Queima das Fitas

Primeiras semanas de Maio e tal qual ritual de passagem ancestral, as ruas enchem-se de capas e batinas. E, como em todos os Maios por esta altura, reparo que há coisas que não mudam: este momento de festa é também momento de nostalgia para milhares de pessoas. Os Universitários à beira de terminar o curso e os que por lá já andaram.

Faz parte da minha formação enquanto psicólogo o considerar que as pessoas se desenvolvem até ao final das suas vidas, num continuo revisitar do passado e de estados desenvolvimentais passados que nos permitem crescer e olhar para o que passou com olhos diferentes. Com os olhos de hoje que vêm o passado. Com pensamentos que viajam até ao passado e regressam ao presente, construindo uma narrativa, uma história pessoal que nos faz o que somos hoje e nos permite construir o que seremos amanhã.
======
* _TRABALHO PEDIDO_
1. Imprima na íntegra o texto sobre a Queima das Fitas.
2. Devolva todas as linhas da listagem em que aparece a palavra "wall", tendo em conta a diferença entre maiúsculas e minúsculas.
O texto não tem qualquer relação com a listagem.

Registos de anotação por pontos
======
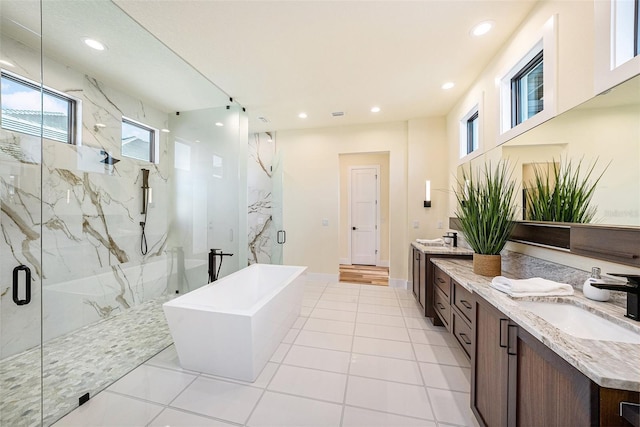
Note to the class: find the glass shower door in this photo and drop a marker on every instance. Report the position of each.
(277, 180)
(20, 218)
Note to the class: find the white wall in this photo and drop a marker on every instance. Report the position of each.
(417, 151)
(576, 62)
(427, 147)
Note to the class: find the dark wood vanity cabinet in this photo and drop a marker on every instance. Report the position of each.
(422, 275)
(419, 273)
(490, 366)
(454, 308)
(518, 381)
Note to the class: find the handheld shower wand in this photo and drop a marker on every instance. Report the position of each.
(145, 206)
(145, 191)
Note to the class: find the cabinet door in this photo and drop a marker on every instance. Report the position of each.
(416, 273)
(490, 370)
(545, 390)
(422, 294)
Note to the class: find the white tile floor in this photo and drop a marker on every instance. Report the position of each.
(358, 356)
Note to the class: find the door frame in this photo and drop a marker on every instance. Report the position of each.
(350, 170)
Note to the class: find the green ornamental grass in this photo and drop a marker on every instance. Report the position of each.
(566, 198)
(486, 207)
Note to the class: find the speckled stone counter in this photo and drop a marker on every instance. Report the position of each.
(607, 363)
(441, 250)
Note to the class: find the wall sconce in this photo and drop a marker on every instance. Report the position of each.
(427, 194)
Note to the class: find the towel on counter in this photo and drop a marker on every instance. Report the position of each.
======
* _RESULTADOS POR ORDEM_
1.
Queima das Fitas

Primeiras semanas de Maio e tal qual ritual de passagem ancestral, as ruas enchem-se de capas e batinas. E, como em todos os Maios por esta altura, reparo que há coisas que não mudam: este momento de festa é também momento de nostalgia para milhares de pessoas. Os Universitários à beira de terminar o curso e os que por lá já andaram.

Faz parte da minha formação enquanto psicólogo o considerar que as pessoas se desenvolvem até ao final das suas vidas, num continuo revisitar do passado e de estados desenvolvimentais passados que nos permitem crescer e olhar para o que passou com olhos diferentes. Com os olhos de hoje que vêm o passado. Com pensamentos que viajam até ao passado e regressam ao presente, construindo uma narrativa, uma história pessoal que nos faz o que somos hoje e nos permite construir o que seremos amanhã.

2.
Note to the class: find the white wall in this photo and drop a marker on every instance. Report the position of each.
Note to the class: find the wall sconce in this photo and drop a marker on every instance. Report the position of each.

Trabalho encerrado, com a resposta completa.